Text for analysis —

Reproductive technologies limit our imaginations to what has come before
Culturally, the message that abounds goes beyond the idea that reproducing is a fundamental human need or desire. Rather, it is consistently touted as a specifically feminine purpose. The ‘wandering womb’ was an ancient Greek diagnosis for various psychosexual problems viewed as peculiar to women. Plato wrote that the womb was a living creature with a desire for childbearing and, when this desire went unfulfilled, a raft of problems ensued. Centuries later, Arthur Schopenhauer wrote that ‘women exist in the main solely for the propagation of the species, and are not destined for anything else.’ We continue to live under an ideology that ties women to an embodied condition and associates them with their reproductive role in a manner evaded by men. This ideology also harms men, who transgress norms when demonstrating care and affection for their children, in a society that expects less.
There are real costs borne by women if they are unable to access the benefits associated with pregnancy, gestation and this notion of femininity. Yet, there is a sense in which reifying this norm, through the widespread deployment of technologies such as uterus transplants, serves to reinforce the problem, making infertility and childlessness more painful by continuing to hold women to this biological reproductive role. Such measures arguably serve to entrench the grip that infertility has on the welfare of people. In aiming towards the provision of biological reproduction, they reinforce the primacy of certain contingent cultural ideals.

What the exercise asks — Reproduce the passage on reproductive technologies between "There are real" and "contingent cultural ideals.", inclusive, replacing "uterus transplants" with "womb transplants". The entries after this passage are unrelated to it.

Listed records —
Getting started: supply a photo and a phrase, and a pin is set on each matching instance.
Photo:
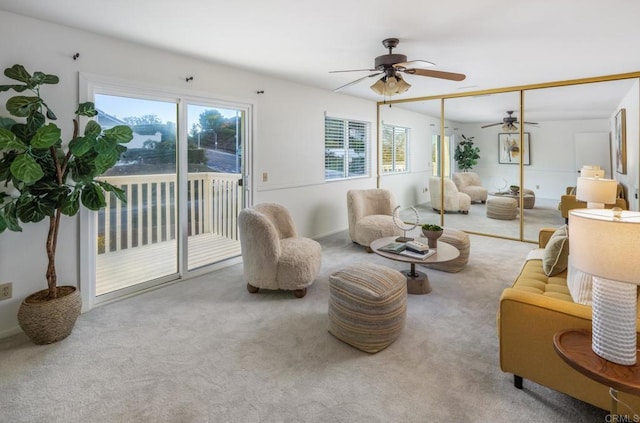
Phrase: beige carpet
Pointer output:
(205, 350)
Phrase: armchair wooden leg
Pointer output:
(517, 381)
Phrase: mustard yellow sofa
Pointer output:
(530, 313)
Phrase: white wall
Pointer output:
(631, 179)
(288, 135)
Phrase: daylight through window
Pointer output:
(394, 149)
(346, 145)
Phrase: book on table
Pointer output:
(394, 247)
(419, 256)
(417, 246)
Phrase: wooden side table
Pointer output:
(574, 347)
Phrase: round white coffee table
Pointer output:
(417, 282)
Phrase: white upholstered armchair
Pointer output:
(274, 256)
(454, 200)
(370, 215)
(470, 184)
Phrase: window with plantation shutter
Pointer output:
(395, 154)
(346, 147)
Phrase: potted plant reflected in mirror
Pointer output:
(432, 233)
(43, 177)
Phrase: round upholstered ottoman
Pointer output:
(460, 240)
(504, 208)
(367, 305)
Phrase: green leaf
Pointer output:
(10, 218)
(120, 134)
(16, 88)
(93, 197)
(18, 73)
(6, 123)
(35, 121)
(86, 109)
(50, 114)
(9, 141)
(29, 209)
(26, 169)
(93, 128)
(23, 106)
(46, 136)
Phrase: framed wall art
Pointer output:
(510, 149)
(620, 141)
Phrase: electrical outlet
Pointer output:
(6, 291)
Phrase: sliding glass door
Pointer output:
(182, 175)
(137, 239)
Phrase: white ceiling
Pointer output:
(496, 43)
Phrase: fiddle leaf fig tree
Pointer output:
(43, 177)
(466, 154)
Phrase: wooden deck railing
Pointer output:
(150, 214)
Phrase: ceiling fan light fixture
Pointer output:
(509, 127)
(390, 85)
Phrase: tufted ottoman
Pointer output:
(367, 305)
(460, 240)
(503, 208)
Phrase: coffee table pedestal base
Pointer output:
(417, 282)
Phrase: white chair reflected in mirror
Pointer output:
(454, 200)
(470, 184)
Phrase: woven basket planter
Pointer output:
(48, 321)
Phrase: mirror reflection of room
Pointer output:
(481, 177)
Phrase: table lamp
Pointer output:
(591, 171)
(605, 244)
(596, 191)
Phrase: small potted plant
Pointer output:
(432, 233)
(43, 177)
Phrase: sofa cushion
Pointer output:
(556, 255)
(580, 285)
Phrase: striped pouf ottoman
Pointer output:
(367, 305)
(460, 240)
(503, 208)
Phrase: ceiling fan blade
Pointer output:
(436, 74)
(413, 64)
(354, 70)
(358, 80)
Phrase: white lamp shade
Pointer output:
(591, 171)
(597, 190)
(606, 246)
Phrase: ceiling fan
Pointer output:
(391, 66)
(508, 123)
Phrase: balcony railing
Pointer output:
(150, 214)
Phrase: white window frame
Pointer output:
(394, 168)
(346, 151)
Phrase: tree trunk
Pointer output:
(52, 240)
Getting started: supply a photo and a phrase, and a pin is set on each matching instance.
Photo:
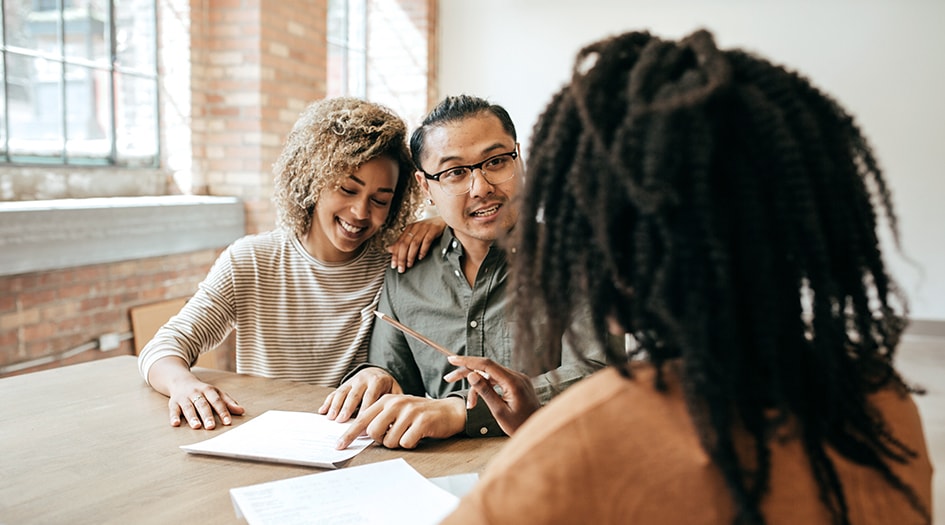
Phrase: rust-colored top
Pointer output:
(612, 450)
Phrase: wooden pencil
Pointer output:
(409, 331)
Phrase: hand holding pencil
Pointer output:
(509, 394)
(424, 339)
(411, 332)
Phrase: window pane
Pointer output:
(136, 120)
(34, 30)
(3, 115)
(86, 31)
(36, 109)
(134, 24)
(338, 21)
(87, 113)
(357, 14)
(336, 83)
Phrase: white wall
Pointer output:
(882, 59)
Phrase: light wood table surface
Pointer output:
(91, 443)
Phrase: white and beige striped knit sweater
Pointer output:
(295, 317)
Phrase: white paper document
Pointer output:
(299, 438)
(388, 492)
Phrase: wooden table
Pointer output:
(90, 443)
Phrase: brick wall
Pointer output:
(236, 74)
(46, 315)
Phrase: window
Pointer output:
(347, 48)
(79, 82)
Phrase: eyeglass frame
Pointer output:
(472, 167)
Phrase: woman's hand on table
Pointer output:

Response —
There are real costs borne by women if they are unable to access the benefits associated with pregnancy, gestation and this notion of femininity. Yet, there is a sense in which reifying this norm, through the widespread deployment of technologies such as womb transplants, serves to reinforce the problem, making infertility and childlessness more painful by continuing to hold women to this biological reproductive role. Such measures arguably serve to entrench the grip that infertility has on the welfare of people. In aiming towards the provision of biological reproduction, they reinforce the primacy of certain contingent cultural ideals.